[Coordinate labeling data]
[Start]

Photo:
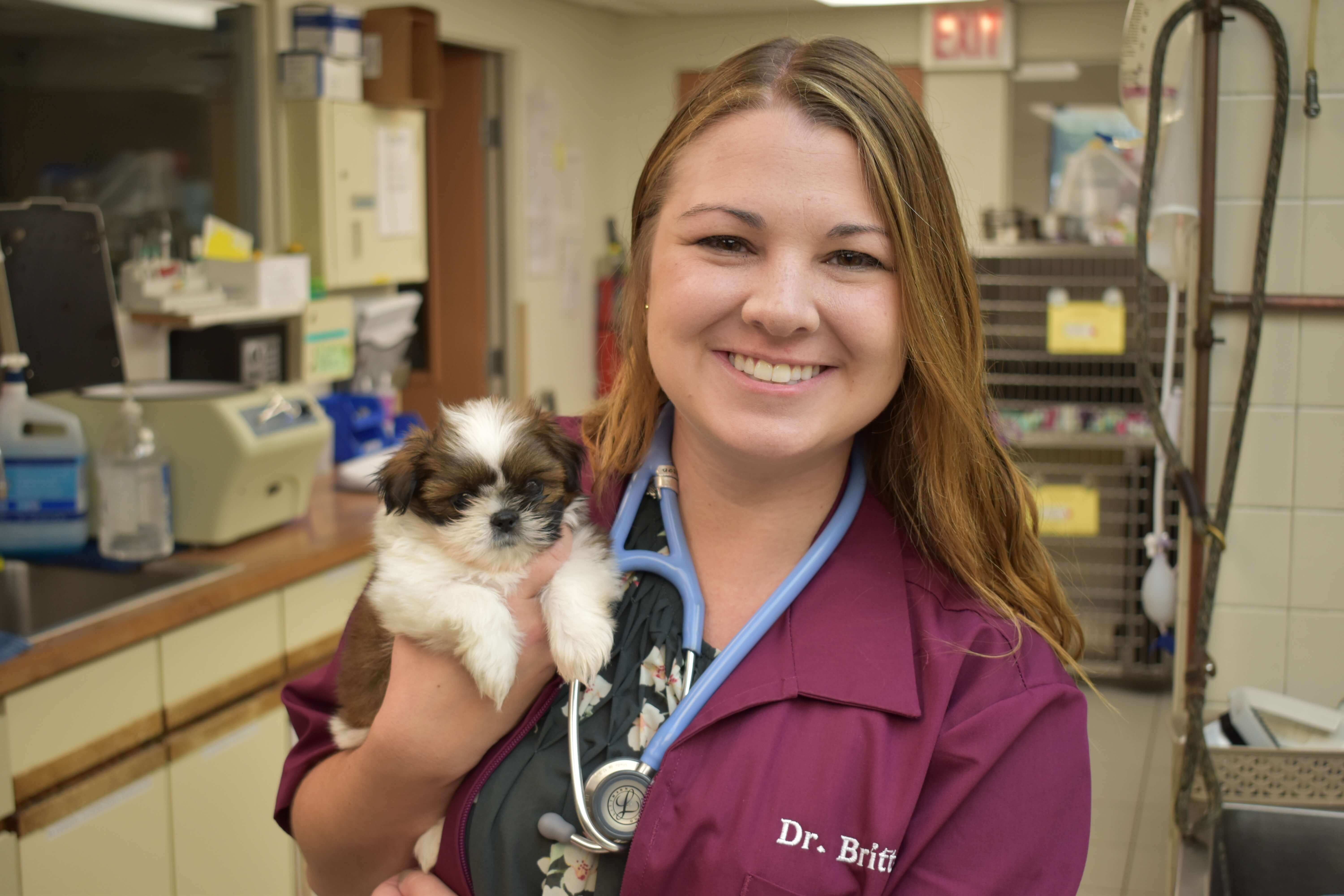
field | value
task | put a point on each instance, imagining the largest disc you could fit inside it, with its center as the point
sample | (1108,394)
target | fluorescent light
(1048,72)
(885,3)
(183,14)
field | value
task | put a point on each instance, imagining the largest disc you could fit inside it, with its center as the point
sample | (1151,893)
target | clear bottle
(135,508)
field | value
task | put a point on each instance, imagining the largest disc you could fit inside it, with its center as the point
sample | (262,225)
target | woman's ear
(398,481)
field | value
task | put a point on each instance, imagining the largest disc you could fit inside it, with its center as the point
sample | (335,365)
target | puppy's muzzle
(505,522)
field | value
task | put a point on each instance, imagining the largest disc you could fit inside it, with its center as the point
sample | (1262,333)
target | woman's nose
(784,302)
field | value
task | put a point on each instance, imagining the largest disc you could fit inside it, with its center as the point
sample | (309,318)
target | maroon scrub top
(888,735)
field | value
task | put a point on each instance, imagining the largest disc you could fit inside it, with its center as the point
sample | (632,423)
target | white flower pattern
(592,696)
(569,871)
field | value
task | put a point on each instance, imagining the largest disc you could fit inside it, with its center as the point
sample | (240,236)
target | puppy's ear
(562,447)
(398,481)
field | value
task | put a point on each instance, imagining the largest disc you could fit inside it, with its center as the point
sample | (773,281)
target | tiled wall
(1310,221)
(1280,617)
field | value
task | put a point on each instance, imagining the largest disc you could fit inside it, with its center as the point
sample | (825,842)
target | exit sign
(968,38)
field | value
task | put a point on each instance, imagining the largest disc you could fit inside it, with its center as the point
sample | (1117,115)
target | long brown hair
(933,457)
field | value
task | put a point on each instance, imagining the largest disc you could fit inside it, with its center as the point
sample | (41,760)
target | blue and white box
(331,30)
(306,74)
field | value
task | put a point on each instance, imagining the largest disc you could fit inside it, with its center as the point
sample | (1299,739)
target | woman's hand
(435,721)
(413,883)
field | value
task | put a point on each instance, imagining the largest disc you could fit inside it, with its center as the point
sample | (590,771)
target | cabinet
(72,722)
(357,189)
(317,610)
(222,657)
(108,835)
(224,778)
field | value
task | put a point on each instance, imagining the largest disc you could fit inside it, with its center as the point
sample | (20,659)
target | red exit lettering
(967,35)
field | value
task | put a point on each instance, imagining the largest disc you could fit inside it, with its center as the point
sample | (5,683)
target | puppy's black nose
(505,520)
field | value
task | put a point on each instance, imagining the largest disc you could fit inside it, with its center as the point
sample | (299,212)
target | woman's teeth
(768,373)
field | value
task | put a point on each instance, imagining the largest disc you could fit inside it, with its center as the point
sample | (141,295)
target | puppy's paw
(427,848)
(345,735)
(494,664)
(581,641)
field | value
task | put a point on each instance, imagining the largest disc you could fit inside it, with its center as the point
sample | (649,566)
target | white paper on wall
(542,185)
(396,160)
(575,272)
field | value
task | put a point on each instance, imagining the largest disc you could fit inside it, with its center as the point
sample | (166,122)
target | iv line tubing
(1197,757)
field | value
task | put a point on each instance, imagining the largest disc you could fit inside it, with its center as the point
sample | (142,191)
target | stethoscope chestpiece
(615,797)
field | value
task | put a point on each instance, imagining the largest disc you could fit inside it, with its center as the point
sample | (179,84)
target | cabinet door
(118,846)
(75,721)
(224,792)
(217,660)
(9,864)
(317,610)
(377,197)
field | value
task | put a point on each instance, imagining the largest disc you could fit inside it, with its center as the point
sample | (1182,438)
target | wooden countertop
(337,530)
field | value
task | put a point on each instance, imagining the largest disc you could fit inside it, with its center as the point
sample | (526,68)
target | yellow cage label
(1069,510)
(1085,328)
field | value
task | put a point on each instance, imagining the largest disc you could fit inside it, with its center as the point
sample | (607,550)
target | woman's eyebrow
(850,230)
(748,218)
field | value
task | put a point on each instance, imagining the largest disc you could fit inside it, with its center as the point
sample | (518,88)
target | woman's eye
(849,258)
(724,244)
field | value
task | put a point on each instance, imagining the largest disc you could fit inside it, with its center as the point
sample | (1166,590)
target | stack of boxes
(329,57)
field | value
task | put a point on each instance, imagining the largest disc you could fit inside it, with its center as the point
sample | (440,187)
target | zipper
(530,721)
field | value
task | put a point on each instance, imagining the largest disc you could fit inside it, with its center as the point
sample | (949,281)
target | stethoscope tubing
(678,569)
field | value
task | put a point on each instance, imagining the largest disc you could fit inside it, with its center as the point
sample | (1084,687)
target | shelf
(1084,440)
(1052,250)
(213,318)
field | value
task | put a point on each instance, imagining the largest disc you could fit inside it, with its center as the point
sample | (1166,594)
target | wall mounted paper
(397,202)
(1069,510)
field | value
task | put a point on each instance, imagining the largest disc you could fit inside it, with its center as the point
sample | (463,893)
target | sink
(40,601)
(1272,851)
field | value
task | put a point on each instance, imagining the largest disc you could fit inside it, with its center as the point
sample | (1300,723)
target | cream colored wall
(971,112)
(566,49)
(1279,622)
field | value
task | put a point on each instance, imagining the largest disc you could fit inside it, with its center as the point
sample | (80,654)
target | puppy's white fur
(446,586)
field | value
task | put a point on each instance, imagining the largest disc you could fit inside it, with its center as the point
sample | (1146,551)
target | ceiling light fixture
(885,3)
(183,14)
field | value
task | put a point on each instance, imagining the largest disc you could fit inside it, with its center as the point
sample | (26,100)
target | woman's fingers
(413,883)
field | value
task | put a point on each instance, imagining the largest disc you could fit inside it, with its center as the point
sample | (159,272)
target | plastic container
(46,500)
(135,507)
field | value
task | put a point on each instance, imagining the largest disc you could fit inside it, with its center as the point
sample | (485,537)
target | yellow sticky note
(221,240)
(1085,328)
(1069,510)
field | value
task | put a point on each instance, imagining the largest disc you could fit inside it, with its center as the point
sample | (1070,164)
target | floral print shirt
(631,698)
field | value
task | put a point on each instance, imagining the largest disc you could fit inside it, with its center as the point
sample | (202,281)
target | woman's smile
(776,373)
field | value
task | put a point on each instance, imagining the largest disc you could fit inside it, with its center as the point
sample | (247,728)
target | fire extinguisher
(610,285)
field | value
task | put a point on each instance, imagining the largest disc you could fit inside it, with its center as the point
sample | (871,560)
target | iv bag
(1144,21)
(1174,222)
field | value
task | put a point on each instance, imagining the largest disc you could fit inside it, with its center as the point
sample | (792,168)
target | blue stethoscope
(612,799)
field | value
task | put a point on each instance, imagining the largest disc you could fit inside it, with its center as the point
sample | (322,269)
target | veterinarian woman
(909,726)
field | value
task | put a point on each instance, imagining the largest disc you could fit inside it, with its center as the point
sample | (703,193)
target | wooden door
(456,318)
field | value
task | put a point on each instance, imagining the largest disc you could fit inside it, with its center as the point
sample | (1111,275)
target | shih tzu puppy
(466,510)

[End]

■ **What is needed**: Exclude the images, then output the data above word for word.

■ **Response**:
Photo:
field | value
task | put a point on each instance, imagining the largest disc you could fit inside it, with its center as the point
sample | (1108,394)
target | fluorescent light
(1048,72)
(885,3)
(183,14)
field | value
task | put a point on each instance, imagining the largest disc you could fit inside it, with its center as the point
sample | (1151,893)
target | clear bottle
(135,508)
field | value
task | put a point on each instance, imagining the largest disc you could fit inside it, with its center as the point
sample | (262,225)
target | woman's ear
(398,481)
field | value
task | put a point on each instance, imagining the largest disc you could fit inside it, with its center as the point
sample | (335,365)
target | puppy's muzzle
(505,522)
field | value
task | put a point on each instance, imagining the largest disc you could fit inside it, with its center as the point
sample | (1262,333)
target | woman's nose
(784,302)
field | value
task | put a point on each instance, imagining the largest disc you could fit inside it, with its center as the point
sample | (309,318)
target | maroon scrub top
(888,735)
field | value
task | put a point on each instance, imagining the largest disc you could fit inside it, with its center as the point
sample | (632,423)
target | white flower pattern
(592,696)
(569,871)
field | value
task | put a point on each instance, imagining the largest disc you could fit inside it, with its center as the point
sample | (240,236)
target | puppy's ear
(562,447)
(398,481)
field | value
task | put a point on each instance, imagining the largest disc you could fit inside it, with its center as the point
sample | (773,281)
target | tiled wall
(1310,221)
(1280,617)
field | value
task | put a point on each instance, imagining the largest disc you could fit inside it, with its center as the point
sample | (825,842)
target | exit sign
(968,38)
field | value
task | put a point on each instance, imagining the largest disc you could fit inside it, with its center as the point
sample | (1117,115)
target | long brown hair
(933,457)
field | value
task | put a point on each instance, imagining the largest disc you could fit inside it, with its center as the point
sample | (41,760)
target | blue and white box
(331,30)
(306,74)
field | value
task | put a point on each instance, imagining the largest disc you could fit inside it, with its center as the point
sample | (1299,739)
target | woman's hand
(435,721)
(413,883)
field | value
task | put a point on each instance, imagining the largest disc you could fit inside it, with its center as the point
sample | (590,771)
target | cabinet
(72,722)
(357,189)
(317,610)
(222,657)
(108,835)
(224,778)
field | value
task | put a point on each instance, imagining the largest disc you could fit inside it, with its center as the point
sample | (20,659)
target | red exit lettering
(967,35)
field | value
task | put a point on each instance, imagining the largest disc you could fit inside it, with its center as the point
sample | (5,683)
target | puppy's black nose
(505,520)
field | value
task | put a point on each instance, imagining the largest disc you could fit inside it, with its center as the point
sample | (299,212)
target | woman's teeth
(768,373)
field | value
task | put a point on each instance, imagining the largest disc you could fit inside it, with its center as the point
sample | (141,295)
target | puppy's paw
(427,848)
(345,735)
(494,664)
(581,641)
field | value
task | put a point on each instance, imagining the largest disc you could fit inside it, with its center as the point
sample | (649,566)
target | white paper on wall
(542,185)
(396,160)
(575,272)
field | value
task | put a point on each instance, imagining the largest disc you could fit inside it, with its center as the point
sample | (166,122)
target | iv line tubing
(1197,757)
field | value
task | put a point on each instance, imagining the largest disc you could fit inside it, with its center as the point
sample | (142,191)
target | stethoscope chestpiece
(615,797)
field | value
task | put a point on each instance, imagining the largest disc you could fit inside it, with its center as the point
sample | (179,84)
target | cabinet door
(118,846)
(75,721)
(224,792)
(217,660)
(9,864)
(317,610)
(377,197)
field | value
task | put a point on each instance, imagining the largest disc you could fit inside it, with its center as the point
sample | (1182,438)
target | wooden countertop
(337,530)
field | value
task | put a point on each instance, imagining the largest disc you could fit inside it, with its center as the point
sample | (526,68)
target | yellow cage label
(1069,510)
(1085,328)
field | value
task | put a point on each instance, imagining the largest disc you could fit inside it, with its center as the point
sample | (607,550)
target | woman's eyebrow
(850,230)
(748,218)
field | value
task | put a point on each instance, imagining the largest disc you could fit inside it, with its center as the point
sample | (518,88)
target | woman's eye
(849,258)
(724,244)
field | value
task | put a point on each instance, imagining the largest disc you could fit inside it, with its center as the point
sample | (1166,590)
target | stack of boxes
(329,57)
field | value
task | put a point on each instance, imagining the largest disc you could fit inside it, with its center as the point
sample | (440,187)
target | zipper
(530,721)
field | value
task | put a point on each instance, imagining the largest disc you could fit inside it, with its center as the point
sample | (949,281)
target | stethoscope tubing
(678,569)
field | value
task | put a point on each instance, imagining the largest disc you could fit inside it, with its center as the point
sample | (1084,687)
target | shelf
(1084,440)
(1052,250)
(213,318)
field | value
task | put a point on each instance, imagining the largest disc you could fit inside it, with its center as the point
sample | (1166,594)
target | wall mounted paper
(397,202)
(1069,510)
field | value
task | put a point on each instance, imagining the largest disc you could fit inside it, with its center as the point
sample | (463,893)
target | sink
(40,601)
(1272,851)
field | value
task | put a point on each instance, imagining the largest disc you could fit inside it, with its center as the point
sample | (1300,723)
target | cream colored wall
(971,112)
(566,49)
(1279,622)
field | value
task | put a point on each instance, imagining the largest disc you could fit inside it, with its center as the point
sample | (80,654)
target | puppy's white fur
(446,586)
field | value
task | put a point on each instance, imagining the largest disc you could fit inside it, with its center as the point
sample | (1146,551)
target | ceiling light fixture
(885,3)
(183,14)
field | value
task | put a point on each instance, imagining the largest disc you could fit inside it, with its center as the point
sample | (26,100)
target | woman's fingers
(413,883)
field | value
task | put a point on each instance, imagining the largest disc you could fit inside it, with its center as the point
sample | (159,272)
target | plastic container
(46,500)
(135,507)
field | value
task | put a point on each instance, imagining the largest disc you could fit inside it, with its center as the point
sample | (485,537)
target | yellow sticky note
(221,240)
(1085,328)
(1069,510)
field | value
task | put a point on each instance, imagining the largest disc you could fit inside it, with its center as the point
sample | (1070,164)
target | floral print shirt
(631,698)
field | value
task | put a point on each instance, imagining the largest disc you could fit inside it, with its center as the point
sample | (202,281)
target | woman's smile
(776,373)
field | value
task | put a point on each instance, imagining the largest disc you could fit inside it, with its center as the point
sample | (247,728)
target | fire extinguisher
(610,285)
field | value
task | put a point on each instance, imagining the largest disc you could fit inside it, with its center as the point
sample | (871,560)
target | iv bag
(1144,21)
(1174,222)
field | value
task | put a point on each instance, imagining the largest disc you could fit inside it, with its center as the point
sample | (792,168)
target | blue stethoscope
(612,799)
field | value
task | put a point on each instance, imagining the largest disc you could fit inside it, with its center as the point
sample | (322,269)
target | veterinarian woman
(909,726)
field | value
task | put a point on each instance, imagining the largest disc you could fit inside it, with its center as the point
sample | (703,193)
target | wooden door
(456,318)
field | value
task | put a point on each instance, imagining the largest disc you could fit inside it, with its center as the point
sample | (1111,275)
target | shih tzu puppy
(466,510)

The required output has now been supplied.